# START OF Provided entries

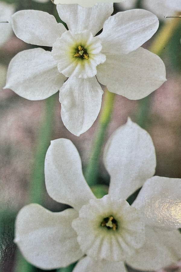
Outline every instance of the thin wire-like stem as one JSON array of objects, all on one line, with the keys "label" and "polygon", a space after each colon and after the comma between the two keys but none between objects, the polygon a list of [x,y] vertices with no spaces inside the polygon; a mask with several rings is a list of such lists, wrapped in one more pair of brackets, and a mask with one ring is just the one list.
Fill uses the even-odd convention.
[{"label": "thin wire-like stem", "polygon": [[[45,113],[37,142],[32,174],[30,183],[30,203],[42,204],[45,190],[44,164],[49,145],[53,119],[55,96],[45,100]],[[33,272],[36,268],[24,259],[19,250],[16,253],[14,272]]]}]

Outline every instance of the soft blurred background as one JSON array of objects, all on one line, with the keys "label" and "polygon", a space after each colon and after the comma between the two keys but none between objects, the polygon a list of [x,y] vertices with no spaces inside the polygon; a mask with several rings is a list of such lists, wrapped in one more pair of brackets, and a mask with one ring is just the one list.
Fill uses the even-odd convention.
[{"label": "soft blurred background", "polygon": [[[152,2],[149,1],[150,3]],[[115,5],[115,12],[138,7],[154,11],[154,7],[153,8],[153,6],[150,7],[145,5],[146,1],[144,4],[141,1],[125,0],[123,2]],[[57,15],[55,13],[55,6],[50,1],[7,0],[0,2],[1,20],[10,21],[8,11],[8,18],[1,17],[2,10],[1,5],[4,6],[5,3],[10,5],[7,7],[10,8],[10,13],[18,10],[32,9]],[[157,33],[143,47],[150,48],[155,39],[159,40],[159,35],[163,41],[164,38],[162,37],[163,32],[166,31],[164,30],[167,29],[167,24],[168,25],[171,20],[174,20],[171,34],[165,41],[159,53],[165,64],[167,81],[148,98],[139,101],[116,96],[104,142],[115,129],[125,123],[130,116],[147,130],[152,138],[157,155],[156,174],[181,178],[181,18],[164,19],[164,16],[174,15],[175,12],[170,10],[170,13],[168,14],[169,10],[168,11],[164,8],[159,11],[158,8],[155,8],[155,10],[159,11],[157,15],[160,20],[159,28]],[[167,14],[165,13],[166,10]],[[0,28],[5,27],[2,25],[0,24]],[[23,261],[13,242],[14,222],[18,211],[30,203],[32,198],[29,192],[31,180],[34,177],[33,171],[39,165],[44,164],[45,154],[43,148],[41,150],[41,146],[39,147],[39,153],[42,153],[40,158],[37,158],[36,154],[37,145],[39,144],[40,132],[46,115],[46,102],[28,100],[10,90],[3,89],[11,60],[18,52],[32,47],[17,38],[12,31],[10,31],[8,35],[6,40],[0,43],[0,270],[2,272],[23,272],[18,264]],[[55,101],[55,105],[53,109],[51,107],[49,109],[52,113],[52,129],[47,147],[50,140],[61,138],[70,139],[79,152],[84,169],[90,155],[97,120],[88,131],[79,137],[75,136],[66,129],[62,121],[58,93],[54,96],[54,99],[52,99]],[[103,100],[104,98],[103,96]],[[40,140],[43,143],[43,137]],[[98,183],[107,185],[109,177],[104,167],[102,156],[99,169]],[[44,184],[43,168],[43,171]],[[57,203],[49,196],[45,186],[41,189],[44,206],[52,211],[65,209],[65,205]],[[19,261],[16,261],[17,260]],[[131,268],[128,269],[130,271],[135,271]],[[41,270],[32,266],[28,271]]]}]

# END OF Provided entries

**Task prompt**
Keep the pictures out of the copy and write out the data exactly as it stands.

**Finished exercise**
Outline every instance of the thin wire-like stem as one JSON array of objects, all on one line, with the keys "label" and "polygon", a space after each colon and after the comma between the two keys but none between objects, the polygon a list of [x,y] vertices with no spaces inside the polygon; a mask with several rings is a list of such lists, wrapped in one more pair of brackets, and a mask with one ring is just the one list.
Fill uses the even-odd convention.
[{"label": "thin wire-like stem", "polygon": [[[45,113],[37,142],[32,174],[30,183],[30,203],[42,204],[45,190],[44,164],[49,145],[53,119],[55,96],[45,100]],[[33,272],[36,268],[24,259],[19,250],[16,253],[14,272]]]}]

Outline every instance of the soft blurred background as one JSON array of objects, all on one line, with the keys "label" and "polygon", a space after each colon and after the comma between the two keys but none between objects, the polygon a list of [x,y] vertices with no spaces inside the polygon; a mask with several rings is a list of such lists, wrapped in one more pair of brackets, and a mask with one ring is just the one list.
Fill uses the even-odd convention.
[{"label": "soft blurred background", "polygon": [[[152,2],[149,1],[150,3]],[[115,5],[115,12],[138,7],[154,11],[154,7],[153,8],[153,6],[150,7],[145,5],[146,1],[144,4],[141,1],[125,0],[123,2]],[[57,15],[55,13],[55,6],[50,1],[7,0],[0,2],[1,20],[10,21],[8,11],[8,18],[1,17],[2,10],[1,5],[4,6],[5,3],[10,5],[7,7],[10,8],[10,13],[18,10],[32,9]],[[157,33],[143,47],[150,48],[155,39],[159,40],[159,35],[163,41],[164,38],[162,37],[163,32],[166,31],[164,30],[167,29],[167,24],[168,25],[171,20],[174,20],[171,34],[165,41],[159,53],[165,64],[167,81],[148,98],[139,101],[116,96],[104,142],[115,129],[125,123],[130,116],[147,130],[152,138],[157,155],[156,174],[181,178],[181,18],[164,19],[164,16],[174,15],[175,12],[170,10],[170,13],[168,14],[169,10],[168,11],[164,8],[159,11],[158,8],[155,8],[155,10],[159,11],[157,15],[160,20],[159,28]],[[167,14],[165,13],[166,10]],[[0,28],[5,27],[2,25],[0,24]],[[23,261],[13,242],[14,222],[18,211],[30,203],[32,198],[29,192],[31,180],[34,177],[33,171],[39,165],[44,164],[45,154],[43,148],[41,150],[41,146],[39,147],[39,153],[42,153],[40,158],[37,158],[36,154],[37,145],[39,144],[40,132],[46,115],[46,102],[28,100],[10,90],[3,89],[11,60],[18,52],[32,47],[17,38],[12,31],[10,31],[8,35],[6,40],[0,43],[0,270],[2,272],[23,272],[18,264]],[[55,101],[55,105],[53,109],[51,107],[49,109],[52,113],[52,129],[47,147],[50,140],[61,138],[70,139],[79,152],[84,169],[90,155],[97,120],[88,131],[79,137],[75,136],[66,129],[62,121],[58,93],[54,96],[54,99],[52,99]],[[103,100],[104,98],[103,96]],[[40,140],[43,143],[43,137]],[[98,183],[107,185],[109,177],[104,167],[102,156],[99,169]],[[44,184],[43,168],[43,171]],[[57,203],[49,196],[45,186],[41,189],[44,206],[52,211],[65,209],[65,205]],[[19,261],[16,261],[17,260]],[[131,268],[128,269],[130,271],[135,271]],[[41,270],[32,266],[28,271]]]}]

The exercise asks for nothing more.